#### [Document extract]
High Availability Daemon (HAD)

The HAD tracks all changes within the cluster configuration and resource status by communicating with GAB. Think of HAD as the manager of the resource agents. A companion daemon called hashadow moniotrs HAD and if HAD fails hashadow attempts to restart it. Like wise if hashadow daemon dies HAD will restart it. HAD maintains the cluster state information. HAD uses the main.cf file to build the cluster information in memory and is also responsible for updating the configuration in memory.

VCS architecture

So putting the above altogether we get:

• Agents monitor resources on each system and provide status to HAD on the local system

• HAD on each system send status information to GAB

• GAB broadcasts configuration information to all cluster members

• LLT transports all cluster communications to all cluster nodes

• HAD on each node takes corrective action, such as failover, when necessary

Service Groups

There are three types of service groups:

• Failover - The service group runs on one system at any one time.

• Parallel - The service group can run simultaneously pn more than one system at any time.

• Hybrid - A hybrid service group is a combination of a failover service group and a parallel service group used in VCS 4.0 replicated data clusters, which are based on Veritas Volume Replicator.

When a service group appears to be suspended while being brought online you can flush the service group to enable corrective action. Flushing a service group stops VCS from attempting to bring resources online or take them offline and clears any internal wait states.

Resources

Resources are objects that related to hardware and software, VCS controls these resources through these actions:

• Bringing resource online (starting)

• Taking resource offline (stopping)

• Monitoring a resource (probing)

When you link a parent resource to a child resource, the dependency becomes a component of the service group configuration. You can view the dependencies at the bottom of the main.cf file.

Proxy Resource

A proxy resource allows multiple service groups to monitor the same network interface. This reduces the network traffic that would result from having multiple NIC resources in different service groups monitoring the same interface.

Phantom Resource

The phantom resource is used to report the actual status of a service group that consists of only persistent resources. A service group shows an online status only when all of its nonpersistent resources are online. Therefore, if a service group has only persistent resources (network interface), VCS considers the group offline, even if the persistent resources are running properly. By adding a phantom resource, the status of the service group is hsown as online.

#### [Jobs]
a – According to the VCS text, what does a proxy resource allow?
b – Reproduce the part of the VCS text starting at "Resources are objects" and ending at "the main.cf file.".
These lines come from a separate source unrelated to the VCS text.

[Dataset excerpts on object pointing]
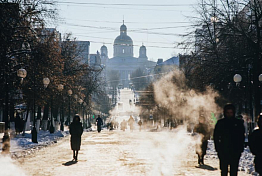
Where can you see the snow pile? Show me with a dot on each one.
(23, 145)
(8, 168)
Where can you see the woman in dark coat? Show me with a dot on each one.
(76, 130)
(255, 145)
(202, 129)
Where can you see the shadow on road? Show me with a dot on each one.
(69, 163)
(206, 167)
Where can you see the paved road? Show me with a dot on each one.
(121, 153)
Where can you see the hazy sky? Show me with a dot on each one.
(156, 24)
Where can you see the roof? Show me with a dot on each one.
(171, 61)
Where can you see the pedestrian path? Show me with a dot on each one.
(115, 153)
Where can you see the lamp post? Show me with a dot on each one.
(84, 115)
(69, 92)
(46, 82)
(60, 88)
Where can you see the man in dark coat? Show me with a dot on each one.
(76, 131)
(229, 137)
(99, 123)
(255, 145)
(203, 130)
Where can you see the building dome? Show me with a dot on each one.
(123, 44)
(142, 52)
(123, 40)
(103, 47)
(123, 28)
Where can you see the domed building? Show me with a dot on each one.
(124, 61)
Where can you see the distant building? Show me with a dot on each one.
(166, 66)
(123, 61)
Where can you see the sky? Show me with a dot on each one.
(155, 24)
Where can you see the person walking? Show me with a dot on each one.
(229, 140)
(99, 123)
(255, 145)
(131, 122)
(76, 131)
(203, 130)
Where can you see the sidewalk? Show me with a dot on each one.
(23, 145)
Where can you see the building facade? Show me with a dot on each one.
(123, 60)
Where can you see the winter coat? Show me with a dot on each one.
(76, 130)
(229, 137)
(255, 145)
(99, 121)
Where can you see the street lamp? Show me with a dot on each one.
(46, 82)
(69, 92)
(21, 73)
(237, 79)
(60, 88)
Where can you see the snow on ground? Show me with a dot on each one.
(23, 145)
(245, 163)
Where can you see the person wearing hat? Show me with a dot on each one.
(202, 129)
(229, 137)
(76, 131)
(255, 145)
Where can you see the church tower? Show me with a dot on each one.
(123, 44)
(104, 51)
(142, 52)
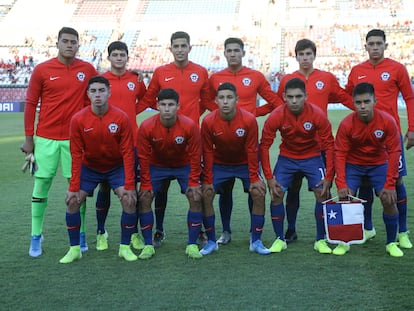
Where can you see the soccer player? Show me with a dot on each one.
(389, 79)
(249, 83)
(305, 130)
(322, 88)
(169, 148)
(59, 84)
(102, 148)
(368, 145)
(190, 80)
(126, 94)
(230, 150)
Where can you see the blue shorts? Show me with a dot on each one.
(287, 169)
(224, 173)
(402, 166)
(376, 175)
(161, 174)
(91, 178)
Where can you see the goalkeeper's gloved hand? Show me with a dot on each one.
(30, 164)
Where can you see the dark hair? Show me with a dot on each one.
(304, 44)
(363, 88)
(68, 30)
(117, 45)
(99, 79)
(168, 94)
(295, 83)
(234, 40)
(227, 86)
(375, 33)
(180, 35)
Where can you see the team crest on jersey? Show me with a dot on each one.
(194, 77)
(307, 126)
(179, 140)
(385, 76)
(81, 76)
(319, 85)
(246, 81)
(131, 86)
(378, 133)
(113, 128)
(240, 132)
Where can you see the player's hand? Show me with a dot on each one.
(259, 186)
(409, 139)
(275, 189)
(326, 187)
(343, 194)
(195, 192)
(72, 196)
(127, 197)
(388, 196)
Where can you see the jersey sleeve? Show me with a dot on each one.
(327, 144)
(144, 154)
(266, 141)
(407, 93)
(252, 150)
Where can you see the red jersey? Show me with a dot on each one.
(249, 83)
(126, 92)
(375, 143)
(322, 88)
(389, 79)
(101, 143)
(233, 142)
(303, 136)
(176, 146)
(190, 82)
(61, 89)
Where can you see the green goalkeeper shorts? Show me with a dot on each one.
(48, 154)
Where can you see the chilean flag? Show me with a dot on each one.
(344, 222)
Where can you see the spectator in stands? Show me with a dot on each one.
(60, 85)
(102, 148)
(322, 88)
(126, 93)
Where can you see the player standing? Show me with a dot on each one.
(230, 150)
(322, 88)
(169, 147)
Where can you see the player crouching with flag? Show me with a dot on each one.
(368, 145)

#### [Results by task]
a – It allows multiple service groups to monitor the same network interface.

b –
Resources are objects that related to hardware and software, VCS controls these resources through these actions:

• Bringing resource online (starting)

• Taking resource offline (stopping)

• Monitoring a resource (probing)

When you link a parent resource to a child resource, the dependency becomes a component of the service group configuration. You can view the dependencies at the bottom of the main.cf file.